[The tasks]
1 - From the Iowa press transcript, reproduce verbatim the stretch from "SECOND QUESTION: Given" through "relate to you?".
2 - Render this sentence from the Iowa press transcript in Spanish: "I’ve been very clear that I made a mistake plain and simple."

2016 PRESIDENTIAL CAMPAIGN:
Hillary Clinton answers 6 questions from the press in Iowa
Source: USA Today, 5-19-15
FIRST QUESTION: Do you regret the way the Clinton Foundation handled foreign donations when you were U.S. Secretary of State? Your opponents say the donations and your private email account are examples of the Clintons having one set of rules for themselves and another set of rules for everyone else.
CLINTON: “I am so proud of the foundation. I’m proud of the work that it has done and is doing. It attracted donations, from people, organizations, from around the world, and I think that just goes to show that people are very supportive of the life-saving and life-changing work that it’s done here, at home and elsewhere. I’ll let the American people make their own judgments.”
SECOND QUESTION: Given the situation in Iraq, do you think we’re better off without Saddam Hussein in power?
CLINTON: “Look, I know that there have been a lot of questions about Iraq posed to candidates over the last weeks. I’ve been very clear that I made a mistake plain and simple. And I have written about it in my book. I’ve talked about it in the past and you know what we now see is a very different and very dangerous situation. The United States is doing what it can, but ultimately this has to be a struggle that the Iraqi government and the Iraqi people are determined to win for themselves. We can provide support, but they’re going to have to do it.”
THIRD QUESTION: On your income disclosure, you are in the top echelon of income earners in this country. How do you expect every day Americans to relate to you?

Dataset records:
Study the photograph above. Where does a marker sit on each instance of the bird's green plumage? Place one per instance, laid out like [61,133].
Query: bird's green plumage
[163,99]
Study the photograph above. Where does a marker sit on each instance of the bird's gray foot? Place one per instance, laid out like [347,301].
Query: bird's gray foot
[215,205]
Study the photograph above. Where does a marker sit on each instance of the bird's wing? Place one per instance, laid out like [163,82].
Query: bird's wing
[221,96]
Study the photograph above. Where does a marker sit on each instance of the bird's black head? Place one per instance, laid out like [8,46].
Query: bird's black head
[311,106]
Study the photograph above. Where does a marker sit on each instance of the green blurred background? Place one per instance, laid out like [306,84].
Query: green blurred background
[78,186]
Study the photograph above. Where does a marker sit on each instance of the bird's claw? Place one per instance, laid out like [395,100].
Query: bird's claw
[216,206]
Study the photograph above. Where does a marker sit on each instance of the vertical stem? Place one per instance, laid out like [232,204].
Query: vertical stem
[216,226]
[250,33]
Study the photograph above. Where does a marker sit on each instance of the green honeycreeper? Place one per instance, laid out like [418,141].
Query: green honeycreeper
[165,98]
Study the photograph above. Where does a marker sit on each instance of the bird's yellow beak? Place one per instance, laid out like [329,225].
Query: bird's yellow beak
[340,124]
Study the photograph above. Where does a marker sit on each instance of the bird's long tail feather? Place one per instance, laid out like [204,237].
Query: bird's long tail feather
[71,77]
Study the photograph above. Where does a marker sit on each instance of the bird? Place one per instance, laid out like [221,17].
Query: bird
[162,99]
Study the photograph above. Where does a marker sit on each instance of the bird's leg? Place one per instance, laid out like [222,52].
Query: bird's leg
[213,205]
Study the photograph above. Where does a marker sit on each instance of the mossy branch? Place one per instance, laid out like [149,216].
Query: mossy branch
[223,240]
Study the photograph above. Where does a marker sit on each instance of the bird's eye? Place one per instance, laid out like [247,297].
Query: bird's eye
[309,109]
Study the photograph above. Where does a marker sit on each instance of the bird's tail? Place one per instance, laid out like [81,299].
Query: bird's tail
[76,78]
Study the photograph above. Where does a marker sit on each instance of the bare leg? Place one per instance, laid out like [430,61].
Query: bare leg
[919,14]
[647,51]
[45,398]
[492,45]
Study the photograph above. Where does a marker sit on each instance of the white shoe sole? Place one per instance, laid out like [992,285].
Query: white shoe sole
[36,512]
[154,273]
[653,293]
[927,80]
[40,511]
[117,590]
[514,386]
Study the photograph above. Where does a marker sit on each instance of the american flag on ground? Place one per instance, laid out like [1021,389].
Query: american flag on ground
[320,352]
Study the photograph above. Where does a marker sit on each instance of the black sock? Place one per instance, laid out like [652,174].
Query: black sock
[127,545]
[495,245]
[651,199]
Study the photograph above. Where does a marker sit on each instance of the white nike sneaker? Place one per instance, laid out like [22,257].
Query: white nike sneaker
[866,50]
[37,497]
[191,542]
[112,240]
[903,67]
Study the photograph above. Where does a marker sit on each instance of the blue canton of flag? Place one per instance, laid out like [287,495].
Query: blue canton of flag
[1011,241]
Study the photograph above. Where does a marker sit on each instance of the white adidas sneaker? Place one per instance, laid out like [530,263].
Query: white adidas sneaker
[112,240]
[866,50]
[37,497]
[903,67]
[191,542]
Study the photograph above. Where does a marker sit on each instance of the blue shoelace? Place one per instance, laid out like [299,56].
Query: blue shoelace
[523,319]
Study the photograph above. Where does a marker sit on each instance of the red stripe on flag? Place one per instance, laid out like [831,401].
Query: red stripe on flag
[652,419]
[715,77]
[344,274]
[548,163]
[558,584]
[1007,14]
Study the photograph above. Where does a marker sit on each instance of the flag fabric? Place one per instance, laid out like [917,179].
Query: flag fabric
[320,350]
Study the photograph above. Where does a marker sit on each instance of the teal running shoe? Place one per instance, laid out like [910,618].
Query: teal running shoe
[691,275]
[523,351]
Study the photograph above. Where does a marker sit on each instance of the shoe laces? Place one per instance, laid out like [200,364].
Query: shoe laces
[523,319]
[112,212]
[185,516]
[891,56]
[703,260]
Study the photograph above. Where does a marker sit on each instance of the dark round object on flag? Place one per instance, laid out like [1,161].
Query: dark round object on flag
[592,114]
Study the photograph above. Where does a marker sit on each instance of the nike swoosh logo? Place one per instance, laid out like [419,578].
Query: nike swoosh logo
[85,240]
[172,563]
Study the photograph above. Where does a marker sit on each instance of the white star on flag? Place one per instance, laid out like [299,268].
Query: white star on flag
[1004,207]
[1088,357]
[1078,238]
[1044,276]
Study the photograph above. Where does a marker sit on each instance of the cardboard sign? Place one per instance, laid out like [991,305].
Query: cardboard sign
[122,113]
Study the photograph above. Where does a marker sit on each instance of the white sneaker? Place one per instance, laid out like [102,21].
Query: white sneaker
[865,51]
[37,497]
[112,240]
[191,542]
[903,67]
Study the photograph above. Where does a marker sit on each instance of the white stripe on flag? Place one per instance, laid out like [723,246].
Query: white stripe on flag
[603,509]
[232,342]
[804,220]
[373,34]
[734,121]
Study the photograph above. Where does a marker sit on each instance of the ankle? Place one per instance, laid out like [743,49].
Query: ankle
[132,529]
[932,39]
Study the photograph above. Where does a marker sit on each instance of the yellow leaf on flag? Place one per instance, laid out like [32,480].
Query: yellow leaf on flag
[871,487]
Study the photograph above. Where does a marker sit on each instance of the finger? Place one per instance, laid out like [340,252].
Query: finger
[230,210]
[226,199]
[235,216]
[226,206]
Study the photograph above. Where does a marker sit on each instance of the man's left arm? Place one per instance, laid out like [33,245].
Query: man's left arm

[Solutions below]
1 -
SECOND QUESTION: Given the situation in Iraq, do you think we’re better off without Saddam Hussein in power?
CLINTON: “Look, I know that there have been a lot of questions about Iraq posed to candidates over the last weeks. I’ve been very clear that I made a mistake plain and simple. And I have written about it in my book. I’ve talked about it in the past and you know what we now see is a very different and very dangerous situation. The United States is doing what it can, but ultimately this has to be a struggle that the Iraqi government and the Iraqi people are determined to win for themselves. We can provide support, but they’re going to have to do it.”
THIRD QUESTION: On your income disclosure, you are in the top echelon of income earners in this country. How do you expect every day Americans to relate to you?

2 - He sido muy clara en que cometí un error, simple y llanamente.